A common trust allows your trustee to make the same type of decisions you would make because you set forth instructions in the trust; you select a trusted individual or organization to act as the trustee of money to be used for the benefit of your children in the event you are no longer alive.
The trust funds are available to benefit each child until the youngest reaches a stated age. This can be when your youngest child reaches the age of majority (age 18), or could be another age of your choosing, often 21, 23 or 25. Once your youngest child reaches the age you chose, the funds in the trust are split into separate trusts for each child. You can give the trustee instructions about how the money will be used until the trust terminates.
Staggered Distribution Trust
A Staggered Distribution Trust is a legacy or protective trust to spread the gifts out over time and then the trust will end at a designated time. Each adult child beneficiary has the right to take the assets out of the trust at the age or ages you determine, but the beneficiary could choose to allow the trust to continue as a convenience.
- You can set it up so that your adult child receives one-third of the money at 25, one-half at 30, and the balance at 35. You have the freedom to choose how you’d like to spread out the ages.
- If your child passes away, the trustee invests the share of the grandchild until the grandchild reaches an age you choose.
- If the grandchild wants anything, he or she lets the trustee know, and the trustee has some discretion regarding the grandchild’s expenses for health, education, and maintenance.
- If your child dies without having any children, the remaining assets will pass to the people who would be your heirs at law.

▶ Required tasks
1. Rewrite the passage on trusts for children, starting at the words "A common trust" and ending after "no longer alive.", with "trusted individual or organization" replaced by "reliable person or institution".
2. Supply the next part of the passage on trusts for children, picking up after its final sentence.

▶ Given data
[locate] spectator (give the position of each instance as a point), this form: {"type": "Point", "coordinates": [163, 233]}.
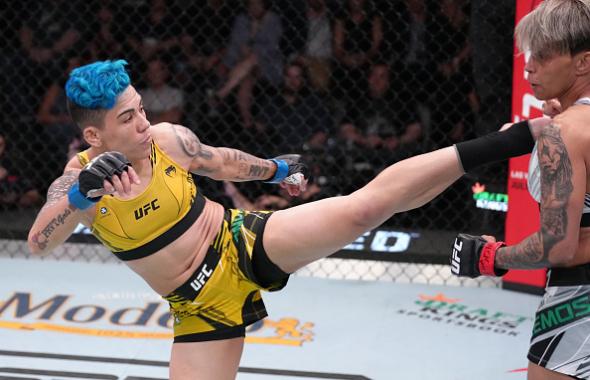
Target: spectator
{"type": "Point", "coordinates": [161, 101]}
{"type": "Point", "coordinates": [48, 33]}
{"type": "Point", "coordinates": [61, 135]}
{"type": "Point", "coordinates": [358, 35]}
{"type": "Point", "coordinates": [15, 189]}
{"type": "Point", "coordinates": [383, 126]}
{"type": "Point", "coordinates": [317, 52]}
{"type": "Point", "coordinates": [453, 99]}
{"type": "Point", "coordinates": [295, 117]}
{"type": "Point", "coordinates": [253, 53]}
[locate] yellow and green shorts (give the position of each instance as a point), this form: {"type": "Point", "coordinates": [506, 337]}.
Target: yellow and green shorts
{"type": "Point", "coordinates": [222, 296]}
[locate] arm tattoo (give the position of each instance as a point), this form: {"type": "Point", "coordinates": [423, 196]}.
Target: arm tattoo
{"type": "Point", "coordinates": [556, 188]}
{"type": "Point", "coordinates": [249, 167]}
{"type": "Point", "coordinates": [60, 187]}
{"type": "Point", "coordinates": [189, 142]}
{"type": "Point", "coordinates": [41, 238]}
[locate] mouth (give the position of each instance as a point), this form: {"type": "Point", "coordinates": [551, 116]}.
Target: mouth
{"type": "Point", "coordinates": [147, 140]}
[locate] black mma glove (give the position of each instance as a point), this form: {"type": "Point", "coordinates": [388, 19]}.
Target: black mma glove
{"type": "Point", "coordinates": [87, 190]}
{"type": "Point", "coordinates": [473, 256]}
{"type": "Point", "coordinates": [290, 169]}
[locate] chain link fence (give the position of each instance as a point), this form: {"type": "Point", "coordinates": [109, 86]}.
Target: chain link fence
{"type": "Point", "coordinates": [355, 85]}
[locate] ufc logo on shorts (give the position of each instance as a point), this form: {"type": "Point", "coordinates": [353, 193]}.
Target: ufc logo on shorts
{"type": "Point", "coordinates": [202, 277]}
{"type": "Point", "coordinates": [455, 260]}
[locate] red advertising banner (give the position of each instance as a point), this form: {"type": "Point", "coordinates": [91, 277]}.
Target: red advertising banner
{"type": "Point", "coordinates": [523, 212]}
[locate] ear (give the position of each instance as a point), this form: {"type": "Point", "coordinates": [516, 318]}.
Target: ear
{"type": "Point", "coordinates": [92, 135]}
{"type": "Point", "coordinates": [583, 63]}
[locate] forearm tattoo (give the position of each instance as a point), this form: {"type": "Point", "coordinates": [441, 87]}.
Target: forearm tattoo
{"type": "Point", "coordinates": [556, 189]}
{"type": "Point", "coordinates": [41, 239]}
{"type": "Point", "coordinates": [249, 167]}
{"type": "Point", "coordinates": [60, 187]}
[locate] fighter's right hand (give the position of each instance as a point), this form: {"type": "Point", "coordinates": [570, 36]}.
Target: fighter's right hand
{"type": "Point", "coordinates": [105, 174]}
{"type": "Point", "coordinates": [474, 256]}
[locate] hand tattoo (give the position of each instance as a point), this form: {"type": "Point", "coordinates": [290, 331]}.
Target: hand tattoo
{"type": "Point", "coordinates": [249, 166]}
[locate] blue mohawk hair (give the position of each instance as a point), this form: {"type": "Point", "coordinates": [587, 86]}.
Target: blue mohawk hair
{"type": "Point", "coordinates": [98, 84]}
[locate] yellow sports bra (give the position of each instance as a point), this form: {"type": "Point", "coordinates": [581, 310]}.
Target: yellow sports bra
{"type": "Point", "coordinates": [138, 227]}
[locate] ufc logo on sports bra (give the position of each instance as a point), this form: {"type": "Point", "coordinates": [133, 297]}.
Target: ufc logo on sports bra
{"type": "Point", "coordinates": [145, 209]}
{"type": "Point", "coordinates": [202, 277]}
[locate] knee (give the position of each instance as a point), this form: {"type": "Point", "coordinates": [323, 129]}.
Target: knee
{"type": "Point", "coordinates": [364, 212]}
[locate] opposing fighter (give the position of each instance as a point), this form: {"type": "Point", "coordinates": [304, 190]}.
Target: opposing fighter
{"type": "Point", "coordinates": [557, 36]}
{"type": "Point", "coordinates": [134, 189]}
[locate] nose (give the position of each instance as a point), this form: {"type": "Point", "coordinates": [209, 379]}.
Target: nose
{"type": "Point", "coordinates": [530, 65]}
{"type": "Point", "coordinates": [143, 123]}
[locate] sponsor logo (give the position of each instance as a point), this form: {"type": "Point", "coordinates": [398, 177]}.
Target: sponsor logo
{"type": "Point", "coordinates": [456, 260]}
{"type": "Point", "coordinates": [450, 311]}
{"type": "Point", "coordinates": [561, 314]}
{"type": "Point", "coordinates": [170, 171]}
{"type": "Point", "coordinates": [146, 320]}
{"type": "Point", "coordinates": [285, 332]}
{"type": "Point", "coordinates": [383, 241]}
{"type": "Point", "coordinates": [489, 201]}
{"type": "Point", "coordinates": [145, 209]}
{"type": "Point", "coordinates": [202, 277]}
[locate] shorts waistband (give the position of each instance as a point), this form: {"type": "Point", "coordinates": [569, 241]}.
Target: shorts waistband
{"type": "Point", "coordinates": [193, 286]}
{"type": "Point", "coordinates": [578, 275]}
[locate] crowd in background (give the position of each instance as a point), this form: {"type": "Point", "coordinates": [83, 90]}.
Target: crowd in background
{"type": "Point", "coordinates": [355, 85]}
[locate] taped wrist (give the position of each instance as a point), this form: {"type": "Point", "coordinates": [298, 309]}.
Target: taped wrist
{"type": "Point", "coordinates": [281, 172]}
{"type": "Point", "coordinates": [78, 200]}
{"type": "Point", "coordinates": [487, 258]}
{"type": "Point", "coordinates": [497, 146]}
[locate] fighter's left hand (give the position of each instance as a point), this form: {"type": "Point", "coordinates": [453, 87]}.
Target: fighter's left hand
{"type": "Point", "coordinates": [292, 173]}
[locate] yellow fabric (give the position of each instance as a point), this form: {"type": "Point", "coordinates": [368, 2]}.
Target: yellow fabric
{"type": "Point", "coordinates": [229, 296]}
{"type": "Point", "coordinates": [122, 225]}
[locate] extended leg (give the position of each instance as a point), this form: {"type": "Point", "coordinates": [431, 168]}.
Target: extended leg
{"type": "Point", "coordinates": [297, 236]}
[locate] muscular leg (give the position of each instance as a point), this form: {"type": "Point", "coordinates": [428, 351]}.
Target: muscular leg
{"type": "Point", "coordinates": [213, 360]}
{"type": "Point", "coordinates": [539, 373]}
{"type": "Point", "coordinates": [297, 236]}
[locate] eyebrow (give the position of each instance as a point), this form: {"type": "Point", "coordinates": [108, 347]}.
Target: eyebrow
{"type": "Point", "coordinates": [126, 111]}
{"type": "Point", "coordinates": [130, 109]}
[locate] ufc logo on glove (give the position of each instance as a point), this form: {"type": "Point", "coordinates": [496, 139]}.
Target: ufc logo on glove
{"type": "Point", "coordinates": [455, 259]}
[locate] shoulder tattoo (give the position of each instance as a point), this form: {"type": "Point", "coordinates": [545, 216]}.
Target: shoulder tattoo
{"type": "Point", "coordinates": [190, 143]}
{"type": "Point", "coordinates": [60, 187]}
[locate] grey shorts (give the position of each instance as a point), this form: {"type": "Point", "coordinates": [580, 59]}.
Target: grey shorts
{"type": "Point", "coordinates": [561, 332]}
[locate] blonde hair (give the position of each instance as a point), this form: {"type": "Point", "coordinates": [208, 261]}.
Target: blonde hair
{"type": "Point", "coordinates": [555, 27]}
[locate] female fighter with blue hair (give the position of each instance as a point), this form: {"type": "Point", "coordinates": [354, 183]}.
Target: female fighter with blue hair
{"type": "Point", "coordinates": [134, 189]}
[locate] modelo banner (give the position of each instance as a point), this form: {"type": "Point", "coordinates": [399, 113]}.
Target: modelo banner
{"type": "Point", "coordinates": [522, 219]}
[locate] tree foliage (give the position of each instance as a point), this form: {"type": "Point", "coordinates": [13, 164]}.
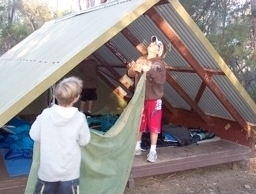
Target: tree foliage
{"type": "Point", "coordinates": [229, 25]}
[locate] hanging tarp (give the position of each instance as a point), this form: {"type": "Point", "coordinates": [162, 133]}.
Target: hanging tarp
{"type": "Point", "coordinates": [108, 158]}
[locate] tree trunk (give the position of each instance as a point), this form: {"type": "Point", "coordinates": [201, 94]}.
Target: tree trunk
{"type": "Point", "coordinates": [253, 7]}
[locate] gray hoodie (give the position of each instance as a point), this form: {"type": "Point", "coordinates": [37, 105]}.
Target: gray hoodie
{"type": "Point", "coordinates": [60, 131]}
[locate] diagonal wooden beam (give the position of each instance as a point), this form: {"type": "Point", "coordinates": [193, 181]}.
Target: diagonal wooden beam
{"type": "Point", "coordinates": [115, 74]}
{"type": "Point", "coordinates": [181, 48]}
{"type": "Point", "coordinates": [186, 97]}
{"type": "Point", "coordinates": [115, 51]}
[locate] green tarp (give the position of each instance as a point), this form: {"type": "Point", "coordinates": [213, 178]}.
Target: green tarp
{"type": "Point", "coordinates": [107, 159]}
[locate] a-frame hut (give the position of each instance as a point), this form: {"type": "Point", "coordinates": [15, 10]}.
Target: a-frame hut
{"type": "Point", "coordinates": [201, 91]}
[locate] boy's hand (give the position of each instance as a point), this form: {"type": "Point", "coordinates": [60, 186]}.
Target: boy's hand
{"type": "Point", "coordinates": [145, 68]}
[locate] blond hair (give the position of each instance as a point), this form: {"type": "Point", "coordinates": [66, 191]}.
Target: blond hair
{"type": "Point", "coordinates": [68, 90]}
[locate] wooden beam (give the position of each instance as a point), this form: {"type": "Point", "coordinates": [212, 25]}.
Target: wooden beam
{"type": "Point", "coordinates": [185, 96]}
{"type": "Point", "coordinates": [181, 48]}
{"type": "Point", "coordinates": [115, 51]}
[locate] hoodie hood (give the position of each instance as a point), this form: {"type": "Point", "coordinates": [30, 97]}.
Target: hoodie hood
{"type": "Point", "coordinates": [61, 115]}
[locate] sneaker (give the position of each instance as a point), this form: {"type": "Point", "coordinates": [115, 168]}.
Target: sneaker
{"type": "Point", "coordinates": [138, 152]}
{"type": "Point", "coordinates": [152, 156]}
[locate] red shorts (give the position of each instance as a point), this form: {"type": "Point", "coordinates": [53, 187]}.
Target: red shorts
{"type": "Point", "coordinates": [151, 119]}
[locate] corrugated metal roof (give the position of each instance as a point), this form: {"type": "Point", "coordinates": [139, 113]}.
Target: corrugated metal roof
{"type": "Point", "coordinates": [52, 51]}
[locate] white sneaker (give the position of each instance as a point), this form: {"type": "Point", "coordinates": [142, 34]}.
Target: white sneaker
{"type": "Point", "coordinates": [152, 156]}
{"type": "Point", "coordinates": [138, 152]}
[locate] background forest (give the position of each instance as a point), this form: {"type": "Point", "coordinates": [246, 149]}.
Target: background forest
{"type": "Point", "coordinates": [230, 25]}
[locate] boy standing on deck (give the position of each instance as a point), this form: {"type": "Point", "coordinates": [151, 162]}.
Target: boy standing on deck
{"type": "Point", "coordinates": [155, 70]}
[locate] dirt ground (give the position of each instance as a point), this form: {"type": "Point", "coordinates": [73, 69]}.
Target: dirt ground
{"type": "Point", "coordinates": [219, 179]}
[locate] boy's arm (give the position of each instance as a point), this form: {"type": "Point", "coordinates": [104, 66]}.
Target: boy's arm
{"type": "Point", "coordinates": [34, 132]}
{"type": "Point", "coordinates": [85, 135]}
{"type": "Point", "coordinates": [157, 73]}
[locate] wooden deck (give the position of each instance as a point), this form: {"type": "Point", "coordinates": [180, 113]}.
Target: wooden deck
{"type": "Point", "coordinates": [11, 185]}
{"type": "Point", "coordinates": [173, 159]}
{"type": "Point", "coordinates": [170, 159]}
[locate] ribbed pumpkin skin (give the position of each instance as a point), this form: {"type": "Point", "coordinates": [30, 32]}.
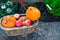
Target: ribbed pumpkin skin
{"type": "Point", "coordinates": [8, 22]}
{"type": "Point", "coordinates": [33, 13]}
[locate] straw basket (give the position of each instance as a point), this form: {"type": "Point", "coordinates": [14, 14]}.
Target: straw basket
{"type": "Point", "coordinates": [19, 30]}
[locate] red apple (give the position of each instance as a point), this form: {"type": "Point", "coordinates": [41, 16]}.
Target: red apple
{"type": "Point", "coordinates": [18, 23]}
{"type": "Point", "coordinates": [28, 22]}
{"type": "Point", "coordinates": [16, 16]}
{"type": "Point", "coordinates": [23, 18]}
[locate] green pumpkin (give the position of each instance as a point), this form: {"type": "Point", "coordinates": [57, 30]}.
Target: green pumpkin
{"type": "Point", "coordinates": [53, 7]}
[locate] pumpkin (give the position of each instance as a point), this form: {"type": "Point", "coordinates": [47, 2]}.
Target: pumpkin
{"type": "Point", "coordinates": [33, 13]}
{"type": "Point", "coordinates": [8, 21]}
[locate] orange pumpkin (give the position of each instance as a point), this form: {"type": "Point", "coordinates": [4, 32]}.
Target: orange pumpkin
{"type": "Point", "coordinates": [33, 13]}
{"type": "Point", "coordinates": [8, 22]}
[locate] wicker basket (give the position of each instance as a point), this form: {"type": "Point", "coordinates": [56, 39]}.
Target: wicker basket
{"type": "Point", "coordinates": [19, 30]}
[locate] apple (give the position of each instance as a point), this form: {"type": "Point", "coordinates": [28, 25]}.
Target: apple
{"type": "Point", "coordinates": [16, 16]}
{"type": "Point", "coordinates": [18, 23]}
{"type": "Point", "coordinates": [23, 18]}
{"type": "Point", "coordinates": [28, 22]}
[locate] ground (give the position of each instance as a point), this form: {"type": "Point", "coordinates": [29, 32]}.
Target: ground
{"type": "Point", "coordinates": [49, 31]}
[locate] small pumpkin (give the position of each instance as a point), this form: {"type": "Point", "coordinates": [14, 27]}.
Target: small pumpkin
{"type": "Point", "coordinates": [8, 21]}
{"type": "Point", "coordinates": [33, 13]}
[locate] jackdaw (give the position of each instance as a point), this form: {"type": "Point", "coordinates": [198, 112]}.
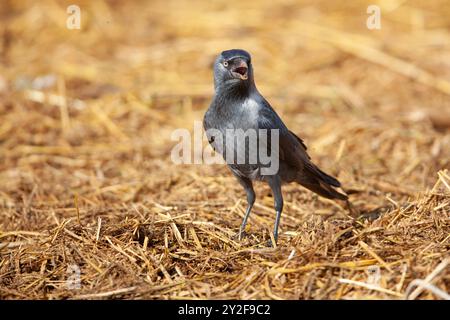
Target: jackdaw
{"type": "Point", "coordinates": [237, 105]}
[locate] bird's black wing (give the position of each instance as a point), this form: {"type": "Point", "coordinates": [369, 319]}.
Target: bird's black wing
{"type": "Point", "coordinates": [291, 148]}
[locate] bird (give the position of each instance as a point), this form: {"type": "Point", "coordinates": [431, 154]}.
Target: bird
{"type": "Point", "coordinates": [238, 105]}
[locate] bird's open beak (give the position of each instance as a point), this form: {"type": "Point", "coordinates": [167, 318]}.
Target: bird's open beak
{"type": "Point", "coordinates": [240, 70]}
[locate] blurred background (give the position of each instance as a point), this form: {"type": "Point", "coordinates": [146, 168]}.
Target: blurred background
{"type": "Point", "coordinates": [87, 113]}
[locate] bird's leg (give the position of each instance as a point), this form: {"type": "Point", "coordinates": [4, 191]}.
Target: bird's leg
{"type": "Point", "coordinates": [275, 185]}
{"type": "Point", "coordinates": [250, 202]}
{"type": "Point", "coordinates": [248, 186]}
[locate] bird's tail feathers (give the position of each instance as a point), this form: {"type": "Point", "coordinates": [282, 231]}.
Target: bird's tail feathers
{"type": "Point", "coordinates": [321, 183]}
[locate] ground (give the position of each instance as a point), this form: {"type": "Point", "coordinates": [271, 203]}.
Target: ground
{"type": "Point", "coordinates": [91, 205]}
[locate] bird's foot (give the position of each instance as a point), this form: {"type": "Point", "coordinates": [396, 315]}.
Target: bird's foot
{"type": "Point", "coordinates": [272, 242]}
{"type": "Point", "coordinates": [240, 235]}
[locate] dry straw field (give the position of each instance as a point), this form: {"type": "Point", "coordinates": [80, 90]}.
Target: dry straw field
{"type": "Point", "coordinates": [86, 179]}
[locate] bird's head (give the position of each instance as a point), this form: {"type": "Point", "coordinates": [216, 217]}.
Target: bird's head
{"type": "Point", "coordinates": [233, 68]}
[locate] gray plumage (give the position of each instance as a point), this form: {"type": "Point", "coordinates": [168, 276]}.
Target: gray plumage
{"type": "Point", "coordinates": [237, 104]}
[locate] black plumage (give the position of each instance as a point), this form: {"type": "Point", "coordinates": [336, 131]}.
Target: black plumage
{"type": "Point", "coordinates": [237, 104]}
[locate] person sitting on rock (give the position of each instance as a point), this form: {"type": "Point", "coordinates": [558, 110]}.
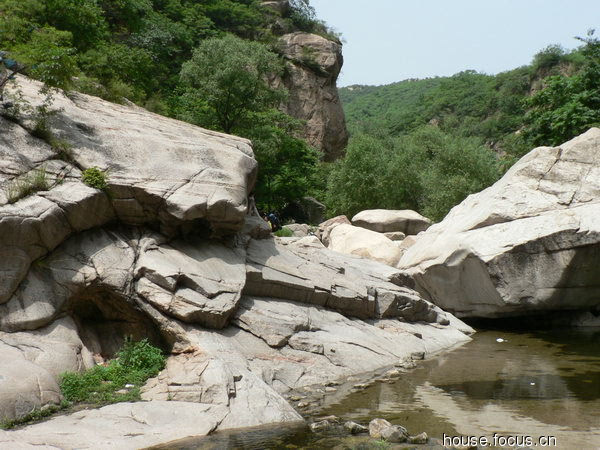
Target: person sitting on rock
{"type": "Point", "coordinates": [274, 221]}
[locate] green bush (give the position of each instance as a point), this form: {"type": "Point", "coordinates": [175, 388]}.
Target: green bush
{"type": "Point", "coordinates": [134, 364]}
{"type": "Point", "coordinates": [95, 178]}
{"type": "Point", "coordinates": [284, 232]}
{"type": "Point", "coordinates": [427, 170]}
{"type": "Point", "coordinates": [34, 181]}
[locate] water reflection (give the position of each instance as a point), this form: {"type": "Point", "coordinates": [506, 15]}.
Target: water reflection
{"type": "Point", "coordinates": [532, 383]}
{"type": "Point", "coordinates": [535, 384]}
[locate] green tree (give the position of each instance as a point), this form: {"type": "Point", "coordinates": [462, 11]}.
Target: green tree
{"type": "Point", "coordinates": [229, 75]}
{"type": "Point", "coordinates": [427, 170]}
{"type": "Point", "coordinates": [225, 87]}
{"type": "Point", "coordinates": [287, 164]}
{"type": "Point", "coordinates": [567, 106]}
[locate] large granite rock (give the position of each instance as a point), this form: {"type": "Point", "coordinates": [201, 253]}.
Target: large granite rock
{"type": "Point", "coordinates": [528, 244]}
{"type": "Point", "coordinates": [366, 243]}
{"type": "Point", "coordinates": [123, 426]}
{"type": "Point", "coordinates": [168, 253]}
{"type": "Point", "coordinates": [386, 220]}
{"type": "Point", "coordinates": [314, 64]}
{"type": "Point", "coordinates": [160, 171]}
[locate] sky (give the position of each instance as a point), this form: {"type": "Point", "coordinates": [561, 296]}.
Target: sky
{"type": "Point", "coordinates": [392, 40]}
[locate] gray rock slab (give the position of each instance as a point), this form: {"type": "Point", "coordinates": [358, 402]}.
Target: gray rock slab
{"type": "Point", "coordinates": [528, 244]}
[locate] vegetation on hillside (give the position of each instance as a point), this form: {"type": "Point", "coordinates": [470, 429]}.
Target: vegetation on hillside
{"type": "Point", "coordinates": [427, 144]}
{"type": "Point", "coordinates": [421, 144]}
{"type": "Point", "coordinates": [200, 61]}
{"type": "Point", "coordinates": [119, 380]}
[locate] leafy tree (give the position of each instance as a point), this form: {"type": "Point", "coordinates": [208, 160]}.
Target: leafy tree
{"type": "Point", "coordinates": [567, 106]}
{"type": "Point", "coordinates": [224, 87]}
{"type": "Point", "coordinates": [230, 75]}
{"type": "Point", "coordinates": [84, 19]}
{"type": "Point", "coordinates": [427, 170]}
{"type": "Point", "coordinates": [48, 55]}
{"type": "Point", "coordinates": [287, 165]}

▶ Per-task outputs
1.
A common trust allows your trustee to make the same type of decisions you would make because you set forth instructions in the trust; you select a reliable person or institution to act as the trustee of money to be used for the benefit of your children in the event you are no longer alive.

2.
- This trust doesn’t leverage creditor protection benefits as well as other trusts if asset protection for your children is one of your primary goals.
Dynasty Trust
A Dynasty Trust is a legacy or protective trust designed to last as long as there are assets in the trust. The trust may last for generations giving your children, grandchildren, and possibly your great grandchildren the ability to enjoy the gifts you are leaving and will enhance their lives over many years. However, depending on the value of the assets in the trust, income tax issues have to be considered too. A “Beneficiary Controlled Dynasty Trust” is worth evaluating as part of your overall estate plan.
The share of each child is held in a protective trust after your death. Here are the goals:
- Give maximum dignity of control to your descendants;
- Promote personal responsibility for them and for anyone they marry; and
- Protect the estate for them, for as many generations as possible, from:
- Their disability, inexperience, or lack of initiative if they receive too much money too young.
- Their own risk of loss to creditor claims, meaning lawsuits in our litigious society.
- Predators in our society (divorcing spouses of your children, or spouses of children who survive and remarry someone outside of your family.)
- Death taxes on all amounts that you can make tax-free when you die.
- Avoid guardian proceedings for grandchildren who may be disabled or too young to receive their inheritance on termination of trusts you have created for the benefit of your children.
Special Needs Trust
A Special Needs Trust is a protective trust for disabled minor or adult children. Special Needs Trusts are an exception to the rules that normally apply to trusts. Normally, a trust will be considered an “available asset” whenever someone applies for a means-tested government public assistance program such as SSI or Medicaid.
Unlike a traditional trust, a properly drafted and administered Special Needs Trust will not be counted as an available asset, and trust disbursements will not be counted as income under the rules that apply to SSI and Medicaid.